(Extracted data entries)
_____

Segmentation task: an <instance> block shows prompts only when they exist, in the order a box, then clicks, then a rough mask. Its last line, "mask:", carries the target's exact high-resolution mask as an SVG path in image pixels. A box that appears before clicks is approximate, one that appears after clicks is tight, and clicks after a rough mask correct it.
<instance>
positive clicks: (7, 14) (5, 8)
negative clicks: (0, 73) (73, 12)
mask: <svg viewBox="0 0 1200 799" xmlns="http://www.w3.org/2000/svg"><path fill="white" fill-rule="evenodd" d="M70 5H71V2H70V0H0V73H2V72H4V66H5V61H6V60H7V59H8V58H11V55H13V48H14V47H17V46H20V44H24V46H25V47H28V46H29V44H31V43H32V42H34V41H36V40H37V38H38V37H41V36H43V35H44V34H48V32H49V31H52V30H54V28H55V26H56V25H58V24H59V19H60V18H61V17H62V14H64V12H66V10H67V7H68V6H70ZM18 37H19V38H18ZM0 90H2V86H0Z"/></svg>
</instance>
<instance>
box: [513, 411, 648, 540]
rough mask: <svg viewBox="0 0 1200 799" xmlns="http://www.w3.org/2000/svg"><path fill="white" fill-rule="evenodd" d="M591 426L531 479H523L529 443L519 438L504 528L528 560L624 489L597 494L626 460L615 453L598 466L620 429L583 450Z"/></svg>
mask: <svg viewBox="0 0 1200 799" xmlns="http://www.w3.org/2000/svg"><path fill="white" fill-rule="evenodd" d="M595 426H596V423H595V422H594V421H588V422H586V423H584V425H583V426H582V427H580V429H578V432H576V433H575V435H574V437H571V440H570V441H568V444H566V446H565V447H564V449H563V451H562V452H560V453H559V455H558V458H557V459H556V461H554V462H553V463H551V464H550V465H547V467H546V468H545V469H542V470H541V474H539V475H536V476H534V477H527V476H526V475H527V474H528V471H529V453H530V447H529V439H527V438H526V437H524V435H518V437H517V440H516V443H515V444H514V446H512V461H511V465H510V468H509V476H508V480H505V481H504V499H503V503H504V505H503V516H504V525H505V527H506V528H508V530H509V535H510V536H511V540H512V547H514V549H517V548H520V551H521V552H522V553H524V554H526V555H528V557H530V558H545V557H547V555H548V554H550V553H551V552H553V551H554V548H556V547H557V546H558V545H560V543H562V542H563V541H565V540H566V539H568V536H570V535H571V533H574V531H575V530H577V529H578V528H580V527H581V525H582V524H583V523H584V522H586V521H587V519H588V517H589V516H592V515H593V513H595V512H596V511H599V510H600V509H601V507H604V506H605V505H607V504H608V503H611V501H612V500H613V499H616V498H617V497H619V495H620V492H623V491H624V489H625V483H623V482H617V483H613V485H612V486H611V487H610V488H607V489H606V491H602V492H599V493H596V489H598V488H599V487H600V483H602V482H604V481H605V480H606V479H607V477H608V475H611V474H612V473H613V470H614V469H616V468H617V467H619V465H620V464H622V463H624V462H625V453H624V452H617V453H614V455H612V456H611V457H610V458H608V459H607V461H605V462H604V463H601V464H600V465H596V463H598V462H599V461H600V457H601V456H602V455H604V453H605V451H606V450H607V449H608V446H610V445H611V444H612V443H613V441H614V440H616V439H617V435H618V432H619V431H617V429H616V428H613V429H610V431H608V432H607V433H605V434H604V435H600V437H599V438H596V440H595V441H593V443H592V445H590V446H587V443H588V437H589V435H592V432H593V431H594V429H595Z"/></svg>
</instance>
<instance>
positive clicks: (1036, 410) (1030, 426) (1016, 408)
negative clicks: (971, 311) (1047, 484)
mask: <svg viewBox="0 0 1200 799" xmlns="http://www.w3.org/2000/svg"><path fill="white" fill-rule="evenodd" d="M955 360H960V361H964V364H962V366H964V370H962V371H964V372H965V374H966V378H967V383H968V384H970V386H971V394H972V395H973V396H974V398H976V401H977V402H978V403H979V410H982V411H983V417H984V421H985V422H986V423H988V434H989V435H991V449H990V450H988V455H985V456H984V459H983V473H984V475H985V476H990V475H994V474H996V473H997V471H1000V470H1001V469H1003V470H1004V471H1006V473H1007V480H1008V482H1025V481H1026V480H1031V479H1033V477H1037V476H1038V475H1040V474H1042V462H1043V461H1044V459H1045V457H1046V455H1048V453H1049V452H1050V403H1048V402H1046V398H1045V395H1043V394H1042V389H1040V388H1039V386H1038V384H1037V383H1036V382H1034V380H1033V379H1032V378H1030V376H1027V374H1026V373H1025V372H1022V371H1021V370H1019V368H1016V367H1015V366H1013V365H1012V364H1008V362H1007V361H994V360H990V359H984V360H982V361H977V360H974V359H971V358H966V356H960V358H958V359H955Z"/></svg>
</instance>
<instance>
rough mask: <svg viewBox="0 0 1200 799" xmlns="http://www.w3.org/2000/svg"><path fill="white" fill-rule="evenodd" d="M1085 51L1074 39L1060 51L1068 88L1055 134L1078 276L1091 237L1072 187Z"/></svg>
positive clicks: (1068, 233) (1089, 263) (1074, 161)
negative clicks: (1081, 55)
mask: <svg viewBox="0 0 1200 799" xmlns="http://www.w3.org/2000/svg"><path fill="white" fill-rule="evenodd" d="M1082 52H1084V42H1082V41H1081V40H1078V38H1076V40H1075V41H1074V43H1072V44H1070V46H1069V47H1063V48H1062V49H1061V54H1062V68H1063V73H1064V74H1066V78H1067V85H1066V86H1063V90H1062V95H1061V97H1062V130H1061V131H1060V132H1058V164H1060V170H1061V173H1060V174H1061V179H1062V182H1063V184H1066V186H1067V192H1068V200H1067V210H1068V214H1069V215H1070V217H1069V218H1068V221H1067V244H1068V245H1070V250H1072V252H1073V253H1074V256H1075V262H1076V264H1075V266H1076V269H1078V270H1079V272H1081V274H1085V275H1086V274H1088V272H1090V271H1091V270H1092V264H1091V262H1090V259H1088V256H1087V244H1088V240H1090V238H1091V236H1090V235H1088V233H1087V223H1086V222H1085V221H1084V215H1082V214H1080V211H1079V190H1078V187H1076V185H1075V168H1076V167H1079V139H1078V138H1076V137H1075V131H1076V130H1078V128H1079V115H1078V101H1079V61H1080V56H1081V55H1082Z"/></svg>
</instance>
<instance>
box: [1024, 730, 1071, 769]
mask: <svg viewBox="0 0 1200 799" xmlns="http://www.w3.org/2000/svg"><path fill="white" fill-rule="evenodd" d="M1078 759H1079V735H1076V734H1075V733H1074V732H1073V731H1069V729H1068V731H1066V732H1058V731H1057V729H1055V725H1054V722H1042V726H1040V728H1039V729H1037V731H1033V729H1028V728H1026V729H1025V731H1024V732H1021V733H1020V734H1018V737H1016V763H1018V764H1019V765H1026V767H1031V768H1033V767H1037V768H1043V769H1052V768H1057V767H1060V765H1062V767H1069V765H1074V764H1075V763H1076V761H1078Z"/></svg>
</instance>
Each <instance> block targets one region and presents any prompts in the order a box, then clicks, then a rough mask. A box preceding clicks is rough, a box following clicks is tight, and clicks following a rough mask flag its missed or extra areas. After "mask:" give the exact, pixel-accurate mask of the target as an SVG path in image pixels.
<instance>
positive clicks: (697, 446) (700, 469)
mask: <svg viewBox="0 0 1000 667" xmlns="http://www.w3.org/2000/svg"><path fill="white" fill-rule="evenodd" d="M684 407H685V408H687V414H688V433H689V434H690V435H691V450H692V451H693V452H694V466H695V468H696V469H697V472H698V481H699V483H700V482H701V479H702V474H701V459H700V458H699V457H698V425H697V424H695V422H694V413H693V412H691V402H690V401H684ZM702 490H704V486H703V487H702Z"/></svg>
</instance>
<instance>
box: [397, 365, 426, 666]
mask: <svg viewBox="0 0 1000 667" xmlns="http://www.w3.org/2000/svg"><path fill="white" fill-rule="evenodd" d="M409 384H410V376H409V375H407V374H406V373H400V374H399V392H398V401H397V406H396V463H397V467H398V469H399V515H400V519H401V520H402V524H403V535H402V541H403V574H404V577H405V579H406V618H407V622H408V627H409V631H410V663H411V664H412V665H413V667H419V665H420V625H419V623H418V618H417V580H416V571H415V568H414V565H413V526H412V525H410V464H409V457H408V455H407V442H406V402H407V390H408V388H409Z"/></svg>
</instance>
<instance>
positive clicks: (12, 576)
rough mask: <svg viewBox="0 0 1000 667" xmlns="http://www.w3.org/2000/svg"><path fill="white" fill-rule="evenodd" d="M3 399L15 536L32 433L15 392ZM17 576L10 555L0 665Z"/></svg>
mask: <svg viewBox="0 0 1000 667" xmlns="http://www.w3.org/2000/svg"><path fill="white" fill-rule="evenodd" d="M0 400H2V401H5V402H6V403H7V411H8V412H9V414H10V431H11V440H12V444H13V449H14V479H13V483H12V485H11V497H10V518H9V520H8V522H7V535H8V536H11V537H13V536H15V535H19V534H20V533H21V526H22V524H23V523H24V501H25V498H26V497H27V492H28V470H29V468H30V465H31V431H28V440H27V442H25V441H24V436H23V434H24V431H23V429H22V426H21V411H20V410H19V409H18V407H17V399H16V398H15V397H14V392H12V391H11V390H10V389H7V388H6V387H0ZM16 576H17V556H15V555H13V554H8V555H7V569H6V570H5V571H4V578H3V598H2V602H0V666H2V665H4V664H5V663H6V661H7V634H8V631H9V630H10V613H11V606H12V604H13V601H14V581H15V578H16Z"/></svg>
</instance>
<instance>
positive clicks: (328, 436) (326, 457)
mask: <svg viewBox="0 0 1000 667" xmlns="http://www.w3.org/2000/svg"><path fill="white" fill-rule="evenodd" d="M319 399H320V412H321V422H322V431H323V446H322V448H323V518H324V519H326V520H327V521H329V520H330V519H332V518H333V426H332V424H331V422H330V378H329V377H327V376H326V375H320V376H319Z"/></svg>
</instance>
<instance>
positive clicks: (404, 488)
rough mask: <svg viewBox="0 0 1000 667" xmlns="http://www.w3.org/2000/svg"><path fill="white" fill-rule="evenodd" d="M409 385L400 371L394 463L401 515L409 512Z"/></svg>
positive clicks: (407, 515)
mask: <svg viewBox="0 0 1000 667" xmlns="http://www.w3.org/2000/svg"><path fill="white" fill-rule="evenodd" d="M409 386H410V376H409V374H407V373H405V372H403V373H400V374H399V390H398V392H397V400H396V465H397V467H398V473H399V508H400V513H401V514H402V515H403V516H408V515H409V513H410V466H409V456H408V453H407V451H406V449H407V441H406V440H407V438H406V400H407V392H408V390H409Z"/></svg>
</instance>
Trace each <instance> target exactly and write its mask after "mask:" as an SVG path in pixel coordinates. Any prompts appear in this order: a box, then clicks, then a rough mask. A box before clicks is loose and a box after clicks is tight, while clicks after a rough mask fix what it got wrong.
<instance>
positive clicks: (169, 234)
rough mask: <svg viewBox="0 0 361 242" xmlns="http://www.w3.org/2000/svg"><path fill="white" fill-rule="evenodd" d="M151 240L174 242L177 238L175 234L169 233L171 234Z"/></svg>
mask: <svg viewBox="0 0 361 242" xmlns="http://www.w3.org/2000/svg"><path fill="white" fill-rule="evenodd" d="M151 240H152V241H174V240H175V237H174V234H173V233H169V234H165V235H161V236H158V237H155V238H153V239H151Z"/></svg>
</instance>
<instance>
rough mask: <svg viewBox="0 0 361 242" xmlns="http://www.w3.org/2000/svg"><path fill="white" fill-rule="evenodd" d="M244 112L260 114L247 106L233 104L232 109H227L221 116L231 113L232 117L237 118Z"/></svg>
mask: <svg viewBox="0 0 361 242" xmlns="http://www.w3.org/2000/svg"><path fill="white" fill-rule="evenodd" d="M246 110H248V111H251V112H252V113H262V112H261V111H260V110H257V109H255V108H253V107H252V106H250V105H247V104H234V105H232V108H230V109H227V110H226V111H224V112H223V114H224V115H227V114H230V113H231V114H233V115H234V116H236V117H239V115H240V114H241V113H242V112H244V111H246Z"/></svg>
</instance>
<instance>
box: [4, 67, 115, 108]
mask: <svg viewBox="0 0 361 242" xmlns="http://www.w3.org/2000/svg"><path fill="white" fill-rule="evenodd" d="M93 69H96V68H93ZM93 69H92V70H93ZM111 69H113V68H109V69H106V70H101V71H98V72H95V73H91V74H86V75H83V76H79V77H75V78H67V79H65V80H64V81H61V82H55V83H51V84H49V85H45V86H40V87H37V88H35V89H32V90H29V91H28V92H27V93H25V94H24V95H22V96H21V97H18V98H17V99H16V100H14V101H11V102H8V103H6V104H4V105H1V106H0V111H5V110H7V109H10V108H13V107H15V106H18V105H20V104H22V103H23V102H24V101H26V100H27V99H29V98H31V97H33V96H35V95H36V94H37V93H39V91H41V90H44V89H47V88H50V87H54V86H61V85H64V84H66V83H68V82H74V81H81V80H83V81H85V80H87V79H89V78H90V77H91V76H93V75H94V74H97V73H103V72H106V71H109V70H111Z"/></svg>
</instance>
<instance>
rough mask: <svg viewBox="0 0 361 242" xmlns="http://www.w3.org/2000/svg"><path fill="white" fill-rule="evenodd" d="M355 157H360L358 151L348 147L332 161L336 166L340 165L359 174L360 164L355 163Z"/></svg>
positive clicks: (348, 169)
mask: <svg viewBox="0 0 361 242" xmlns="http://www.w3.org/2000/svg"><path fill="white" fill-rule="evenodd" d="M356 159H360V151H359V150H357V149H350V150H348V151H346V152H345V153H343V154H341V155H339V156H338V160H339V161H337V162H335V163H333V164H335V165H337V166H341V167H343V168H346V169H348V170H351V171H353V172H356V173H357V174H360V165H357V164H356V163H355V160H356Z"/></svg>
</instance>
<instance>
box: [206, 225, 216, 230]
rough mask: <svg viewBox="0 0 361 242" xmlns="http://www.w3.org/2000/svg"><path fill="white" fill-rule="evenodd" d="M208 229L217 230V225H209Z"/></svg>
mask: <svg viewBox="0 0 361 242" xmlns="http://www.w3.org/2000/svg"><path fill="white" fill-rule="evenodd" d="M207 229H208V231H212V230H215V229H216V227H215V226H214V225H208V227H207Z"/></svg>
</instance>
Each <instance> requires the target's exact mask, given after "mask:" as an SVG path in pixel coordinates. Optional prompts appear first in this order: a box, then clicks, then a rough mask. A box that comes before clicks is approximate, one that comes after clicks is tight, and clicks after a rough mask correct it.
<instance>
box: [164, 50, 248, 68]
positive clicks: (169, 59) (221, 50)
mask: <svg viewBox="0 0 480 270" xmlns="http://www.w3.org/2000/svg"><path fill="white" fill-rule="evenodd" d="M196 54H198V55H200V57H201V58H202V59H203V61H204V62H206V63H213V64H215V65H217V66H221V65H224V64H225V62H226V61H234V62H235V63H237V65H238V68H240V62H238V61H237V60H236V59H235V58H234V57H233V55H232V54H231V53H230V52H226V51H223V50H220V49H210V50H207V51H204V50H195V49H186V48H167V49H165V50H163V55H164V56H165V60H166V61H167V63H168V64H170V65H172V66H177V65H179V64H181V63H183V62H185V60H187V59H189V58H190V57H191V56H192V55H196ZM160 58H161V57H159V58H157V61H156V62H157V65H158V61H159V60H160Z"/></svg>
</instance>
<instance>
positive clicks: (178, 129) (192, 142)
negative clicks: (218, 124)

_____

**How to complete this task**
Determine how many lines of the material above contain the string "order", matching case exactly. Give only the number.

**Solution**
4